In 1964, with many teams
following Lotus's example and moving to rear engined "funny
cars", Watson built a pair of cars based on Rolla Vollstedt's
successful car. These worked reasonably well but could not reproduce the
success he had with his front-engined "roadsters". He built
monocoque rear-engined cars in 1966 and 1967 with ever-decreasing success.
From 1969 until 1977,
Watson ran Eagles and then built a small series of highly derivative new
'Watson' cars in 1977, 1978 and again in 1982 based on Lightning and March
designs before retiring. He is frequently listed on the Indy 500 entry
sheet as the "race strategist" for PDM Racing, though his role
with the team is largely honorary.
Fred
Offenhauser Automotive Engineer *
Fred Offenhauser
was an automotive engineer and mechanic who designed the Offenhauser
racing engine, nicknamed the "Offy", which dominated competition
in the Indianapolis 500 race for decades.
Offenhauser began
working in the shop of Harry Arminius Miller in 1913 at age 25, when the
state of the art double overhead cam, four valve per cylinder Peugeot
Grand Prix car, an engine design which would be contemporary even today,
won the Indianapolis 500. Miller named Offenhauser
the head of Miller's engine department in 1914. Bob Burma was campaigning
the engine that year, but when World War I made it impossible to get
parts, Miller's shop got the job of maintaining it. The design so
impressed Miller and Offenhauser that they designed an engine on largely
similar principles.
In 1917, Offenhauser
designed and built Barney Oldfield's famous "Golden Submarine".
In 1919, Leo Goossen
joined Miller’s shop and Offenhauser became plant manager. Miller's
company went bankrupt in 1933. Offenhauser bought the patterns and
equipment from Miller, and began developing the engine with Goossen.[
The engine experienced great success at the Indianapolis 500, with 24
victories in 27 years. Offenhauser himself was not frequently seen in
Indianapolis.
In 1934, Offenhauser
built his first 97 cubic inch engine for midget car racing. The car won
its first race in Curly Mills' car.
Offenhauser sold the
business in 1946 to Louis Meyer and Dale Drake. Meyer and Drake continued
producing the motor using the Offenhauser name.
GRAHAM HILL INDIANAPOLIS 500 WINNER WORLD DRIVING CHAMPION
Norman Graham Hill was a
British racing driver and two-time Formula One World Champion. He was born
in Hampstead, London.
Graham Hill is the only
driver to win the so-called Triple Crown of Motorsport.
After serving in the
Royal Navy as an Engine Room Artificer, Hill re-joined Smiths Instruments.

» Recorded data:

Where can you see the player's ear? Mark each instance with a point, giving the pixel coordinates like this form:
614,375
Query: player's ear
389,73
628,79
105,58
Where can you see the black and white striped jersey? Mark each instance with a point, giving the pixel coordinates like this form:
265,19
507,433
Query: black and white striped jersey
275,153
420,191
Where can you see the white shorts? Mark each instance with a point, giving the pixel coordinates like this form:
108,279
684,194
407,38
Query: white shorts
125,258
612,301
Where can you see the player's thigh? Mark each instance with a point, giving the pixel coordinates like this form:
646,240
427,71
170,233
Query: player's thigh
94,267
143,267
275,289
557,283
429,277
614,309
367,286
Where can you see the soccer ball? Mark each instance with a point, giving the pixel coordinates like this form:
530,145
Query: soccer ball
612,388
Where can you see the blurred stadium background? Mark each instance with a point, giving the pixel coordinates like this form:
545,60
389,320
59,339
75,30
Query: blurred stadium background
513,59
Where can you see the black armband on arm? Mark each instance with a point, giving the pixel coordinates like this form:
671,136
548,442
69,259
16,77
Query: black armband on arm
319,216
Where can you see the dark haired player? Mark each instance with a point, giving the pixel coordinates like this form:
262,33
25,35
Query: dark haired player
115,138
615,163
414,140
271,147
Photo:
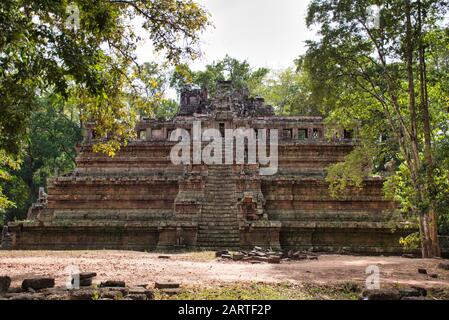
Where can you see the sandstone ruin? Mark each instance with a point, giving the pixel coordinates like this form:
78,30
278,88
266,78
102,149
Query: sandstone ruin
139,200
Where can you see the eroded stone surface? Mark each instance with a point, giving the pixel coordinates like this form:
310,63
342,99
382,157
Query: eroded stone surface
140,200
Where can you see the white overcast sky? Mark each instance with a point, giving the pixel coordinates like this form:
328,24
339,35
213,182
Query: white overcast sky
268,33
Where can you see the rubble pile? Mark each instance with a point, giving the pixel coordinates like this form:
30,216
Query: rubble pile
258,255
43,288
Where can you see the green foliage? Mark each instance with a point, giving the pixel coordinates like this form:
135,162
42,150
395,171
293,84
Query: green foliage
411,242
289,92
359,76
40,51
348,176
54,132
6,163
239,72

» What you need to do:
- a) In the racing biographies, in what year did Offenhauser sell his business, and to whom?
- b) Update the racing biographies starting with "In 1917, Offenhauser" and going on through "Curly Mills' car.", with "Golden Submarine" replaced by "Silver Submarine".
- c) Go on with the racing biographies from where they stop.

» List of answers:
- a) In 1946, to Louis Meyer and Dale Drake.

- b)
In 1917, Offenhauser
designed and built Barney Oldfield's famous "Silver Submarine".
In 1919, Leo Goossen
joined Miller’s shop and Offenhauser became plant manager. Miller's
company went bankrupt in 1933. Offenhauser bought the patterns and
equipment from Miller, and began developing the engine with Goossen.[
The engine experienced great success at the Indianapolis 500, with 24
victories in 27 years. Offenhauser himself was not frequently seen in
Indianapolis.
In 1934, Offenhauser
built his first 97 cubic inch engine for midget car racing. The car won
its first race in Curly Mills' car.

- c)
He had been interested in motorcycles but in 1954 he saw an advert for the
Universal Motor Racing Club at Brands Hatch offering laps for 5 shillings.
He made his debut in a Cooper 500 Formula 3 car and was committed to
racing thereafter. Graham joined Team Lotus as a mechanic soon after but
quickly talked his way into the cockpit. The Lotus presence in Formula One
allowed him to make his debut at the 1958 Monaco Grand Prix, retiring with
a halfshaft failure.
In 1960, Hill joined BRM,
and won the world championship with them in 1962. Hill was also part of
the so-called 'British invasion' of drivers and cars in the Indianapolis
500 during the mid-1960s, triumphing there in 1966 in a Lola-Ford.
In 1967, back at Lotus,
Hill helped to develop the Lotus 49 with the new Cosworth-V8 engine. After
team mates Jim Clark and Mike Spence were killed in early 1968, Hill led
the team, and won his second world championship in 1968 . The Lotus had a
reputation of being very fragile and dangerous at that time, especially
with the new aerodynamic aids which caused similar crashes of Hill and
Jochen Rindt at the 1969 Spanish Grand Prix. A crash at the 1969 United
States Grand Prix broke his legs and interrupted his career.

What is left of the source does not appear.